Exercise prompt: Please print the full listing exactly.

Data extract:
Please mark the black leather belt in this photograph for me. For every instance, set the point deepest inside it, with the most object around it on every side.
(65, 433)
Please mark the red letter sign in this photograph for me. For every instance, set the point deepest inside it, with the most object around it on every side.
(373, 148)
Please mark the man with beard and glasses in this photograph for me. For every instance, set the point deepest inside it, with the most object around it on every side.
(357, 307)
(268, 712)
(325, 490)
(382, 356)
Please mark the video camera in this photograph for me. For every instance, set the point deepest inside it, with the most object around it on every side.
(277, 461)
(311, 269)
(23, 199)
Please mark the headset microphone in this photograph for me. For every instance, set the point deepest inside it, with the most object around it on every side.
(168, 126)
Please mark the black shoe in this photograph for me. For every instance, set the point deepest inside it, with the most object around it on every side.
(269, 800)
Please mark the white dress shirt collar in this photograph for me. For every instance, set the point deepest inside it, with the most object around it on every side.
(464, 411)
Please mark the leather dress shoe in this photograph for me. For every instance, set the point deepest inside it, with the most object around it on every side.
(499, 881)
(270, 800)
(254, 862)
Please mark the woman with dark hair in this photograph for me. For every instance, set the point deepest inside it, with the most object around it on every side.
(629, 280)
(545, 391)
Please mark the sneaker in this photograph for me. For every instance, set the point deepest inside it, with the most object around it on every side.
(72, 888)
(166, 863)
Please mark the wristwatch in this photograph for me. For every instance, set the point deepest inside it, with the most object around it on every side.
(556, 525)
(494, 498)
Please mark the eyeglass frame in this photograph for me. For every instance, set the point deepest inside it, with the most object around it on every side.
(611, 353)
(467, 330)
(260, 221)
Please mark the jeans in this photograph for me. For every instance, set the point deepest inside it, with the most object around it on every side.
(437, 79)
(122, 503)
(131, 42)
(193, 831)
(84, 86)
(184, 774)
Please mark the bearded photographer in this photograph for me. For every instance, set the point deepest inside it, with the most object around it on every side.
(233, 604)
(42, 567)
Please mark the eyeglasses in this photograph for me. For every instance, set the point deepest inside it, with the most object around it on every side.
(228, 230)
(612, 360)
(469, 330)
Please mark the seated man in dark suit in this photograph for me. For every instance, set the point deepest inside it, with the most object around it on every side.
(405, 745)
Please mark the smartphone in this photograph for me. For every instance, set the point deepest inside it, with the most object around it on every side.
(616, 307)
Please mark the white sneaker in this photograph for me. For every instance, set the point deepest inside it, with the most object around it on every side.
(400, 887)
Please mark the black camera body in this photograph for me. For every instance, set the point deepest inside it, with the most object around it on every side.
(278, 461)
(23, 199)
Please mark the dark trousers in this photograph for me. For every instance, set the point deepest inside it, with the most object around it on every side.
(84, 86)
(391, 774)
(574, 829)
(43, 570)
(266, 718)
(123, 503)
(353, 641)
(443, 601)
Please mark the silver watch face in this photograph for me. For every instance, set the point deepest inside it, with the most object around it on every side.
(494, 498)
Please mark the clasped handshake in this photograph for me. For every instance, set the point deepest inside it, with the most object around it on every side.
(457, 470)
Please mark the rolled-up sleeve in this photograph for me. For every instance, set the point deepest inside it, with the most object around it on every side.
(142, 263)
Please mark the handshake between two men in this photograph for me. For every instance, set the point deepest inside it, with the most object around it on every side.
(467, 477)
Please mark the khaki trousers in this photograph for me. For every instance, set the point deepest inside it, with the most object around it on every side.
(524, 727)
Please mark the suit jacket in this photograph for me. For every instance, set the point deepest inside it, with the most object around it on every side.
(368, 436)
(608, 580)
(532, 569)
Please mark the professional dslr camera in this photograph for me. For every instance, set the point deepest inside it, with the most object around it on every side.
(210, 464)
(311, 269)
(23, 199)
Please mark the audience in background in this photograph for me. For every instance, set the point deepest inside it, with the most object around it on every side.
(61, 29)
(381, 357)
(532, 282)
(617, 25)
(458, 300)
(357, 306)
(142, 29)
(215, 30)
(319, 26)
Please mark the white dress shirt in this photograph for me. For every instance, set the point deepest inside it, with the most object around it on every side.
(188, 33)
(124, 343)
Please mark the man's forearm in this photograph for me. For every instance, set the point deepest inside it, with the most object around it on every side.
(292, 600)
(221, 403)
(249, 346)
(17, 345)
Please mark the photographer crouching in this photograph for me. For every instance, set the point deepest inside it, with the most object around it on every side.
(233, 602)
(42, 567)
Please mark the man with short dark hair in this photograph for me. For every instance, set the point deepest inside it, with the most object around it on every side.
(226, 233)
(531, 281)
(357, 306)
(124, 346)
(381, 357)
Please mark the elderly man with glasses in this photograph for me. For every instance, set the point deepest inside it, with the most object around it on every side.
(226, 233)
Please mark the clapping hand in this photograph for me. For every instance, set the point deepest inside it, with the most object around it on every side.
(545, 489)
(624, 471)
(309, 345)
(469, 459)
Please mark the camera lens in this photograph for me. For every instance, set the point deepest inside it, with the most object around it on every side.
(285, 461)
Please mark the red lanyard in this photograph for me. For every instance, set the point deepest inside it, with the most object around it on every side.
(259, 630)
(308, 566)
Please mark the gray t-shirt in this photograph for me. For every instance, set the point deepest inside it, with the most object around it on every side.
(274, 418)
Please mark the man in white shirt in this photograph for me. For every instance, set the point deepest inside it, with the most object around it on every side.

The answer:
Please mark the black leather belt in this photograph for me. For every instance, set the point deepest inside it, with the most object around it on every side.
(65, 433)
Please mark the red letter sign in this photograph for me. For every instance, set the point deepest inside it, with the most object around it on every side.
(373, 148)
Please mark the man with beard and glasses in this photograph for me. For every instance, set the point deepest inside it, with the most object around it on every side.
(357, 307)
(268, 712)
(325, 490)
(382, 356)
Please mark the video camera in this photograph for me. For every instance, set the point deepest inside it, with the most object around it on every side.
(277, 461)
(311, 269)
(23, 199)
Please mark the headset microphone in this photograph for me. For every instance, set the point deepest inside it, with the most object around it on every side.
(168, 126)
Please mark the black shoe in this photograph for me. For every instance, set the point deepest inside it, with the most object around it on every side.
(269, 800)
Please mark the white dress shirt collar in this photograph for me. For every instance, set the point deepest inside it, with the most object around it on every side.
(464, 411)
Please mark the leather dress shoe in this photograph for me. For every instance, set the point deepest inside it, with the most object around it on every side.
(499, 881)
(270, 800)
(254, 862)
Please mark the woman with dark hair in this photograph for me. For every instance, set the point deepest inside it, with the most object around it on every side.
(629, 280)
(545, 391)
Please mark the sneaker in this photograph for me. For every instance, set the point deepest inside it, with the most object around it on every side.
(72, 888)
(166, 863)
Please mark the wristwatch in this photograph for me. For every instance, set the point deepest inside it, with the most object around it on every side.
(556, 525)
(494, 498)
Please mark the eyeglass frame in this photograph for me. For every instance, set the point deepest inside it, with the most object around it on every side.
(611, 353)
(467, 330)
(260, 221)
Please mark the jeans in this photograph for me. For every instance, set the point deepest inside it, with the most object around it on every side.
(437, 79)
(122, 503)
(131, 42)
(193, 831)
(84, 86)
(184, 774)
Please mark the bearded photographer in this photograph for me. For every instance, set the point deepest inside it, with the most object around it on every side.
(233, 604)
(42, 567)
Please mark the eyeglasses in this photograph for me. For every instance, set the point deepest inside it, with the most object around it on every side.
(228, 230)
(612, 360)
(469, 330)
Please mark the seated man in dark suit in this photograph for me. For every instance, set the point deepest inside it, with the most object around it on every side.
(405, 745)
Please mark the smartphone in this photograph for me. For every instance, set the point deepest inside it, with the most object around it on every side.
(616, 307)
Please mark the white sneaker in this photograph for me. For every instance, set the point deepest inside it, with the most object around it on every side.
(400, 887)
Please mark the black camera body in this photograph for me. For every instance, set the point deepest inside it, with the most object around it on every side.
(278, 461)
(23, 199)
Please mark the dark trousers in this photograph for me. For every instance, set the point deepest inside it, with the most object around it on every side.
(84, 86)
(391, 774)
(574, 829)
(43, 570)
(266, 718)
(123, 503)
(353, 641)
(443, 601)
Please mark the silver watch face in this photograph for me. For every instance, set the point deepest inside it, with the most object around it on every side.
(494, 498)
Please mark the clasped handshake in this photograph for me. For every instance, set the point deepest inside it, with the most object around it on every side.
(457, 470)
Please mark the rolled-up sleeve in this photograph for me. For every instance, set the point deepest inside it, with the most object around it on every side.
(142, 263)
Please mark the handshake between two men in this photograph for me. For every instance, set the point deepest inside it, with the most object around it on every side.
(467, 477)
Please mark the khaki trousers in this photograph for me. For every instance, set the point deepest inside it, with the most object around it on every side.
(524, 727)
Please mark the suit jacket in this photograph for me. For every instance, set the point deepest inside it, with the most object around it on every side.
(368, 436)
(608, 580)
(532, 569)
Please mark the professional dslr camera in this photograph for me. For every instance, set the point deepest inside it, with the most object around it on every side.
(210, 464)
(311, 269)
(23, 199)
Please mark the audience in background in this photograph for me. For every instance, set the point deepest inside it, with the most object around it on every side.
(61, 29)
(381, 357)
(532, 282)
(617, 25)
(458, 300)
(357, 306)
(142, 29)
(215, 30)
(319, 26)
Please mark the white dress shirt in this photograph for me. For every instance, set the point deepest inside it, with the most object around it on every side.
(188, 33)
(124, 343)
Please mark the man's forearm in this photograph for me. For every instance, set the point deepest inside it, with the most object around it on every side.
(292, 600)
(221, 403)
(249, 346)
(17, 345)
Please mark the photographer crouching in this photograph for me. For every instance, set the point deepest inside it, with the most object around it on every side.
(233, 602)
(42, 567)
Please mark the man with short dark hair in this photograph for me. For every instance, set the point deepest inside it, with the most object around it on every side.
(226, 233)
(531, 281)
(357, 306)
(124, 346)
(381, 357)
Please mark the elderly man with glasses in this photograph for me. For every instance, set the point deepest inside it, with the most object around it on every side.
(226, 233)
Please mark the clapping hand in this photograph for me. For every instance, set the point deepest inside it, with the most object around it on every side.
(545, 489)
(624, 471)
(309, 345)
(469, 459)
Please mark the camera lens in this photograph for me. For every instance, set the point deepest inside it, with the most object around it on every side.
(285, 461)
Please mark the red lanyard in this photograph for me. For every instance, set the point deepest inside it, with the most object around it on every side.
(259, 630)
(308, 566)
Please mark the gray t-shirt in this photograph for me. For every instance, set the point deepest inside it, with the most object around it on every side.
(274, 418)
Please mark the man in white shirt in this photograph for me. For every instance, set the point deepest inside it, with the most object around it on every side.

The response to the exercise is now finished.